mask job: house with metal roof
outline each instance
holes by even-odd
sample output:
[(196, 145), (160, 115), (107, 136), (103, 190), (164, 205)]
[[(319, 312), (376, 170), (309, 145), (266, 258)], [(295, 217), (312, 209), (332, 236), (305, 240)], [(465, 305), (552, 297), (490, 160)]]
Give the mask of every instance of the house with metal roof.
——
▶ **Directions**
The answer must consist of every line in the records above that contains the word "mask".

▶ **Finished task**
mask job: house with metal roof
Give the mask of every instance of the house with metal roof.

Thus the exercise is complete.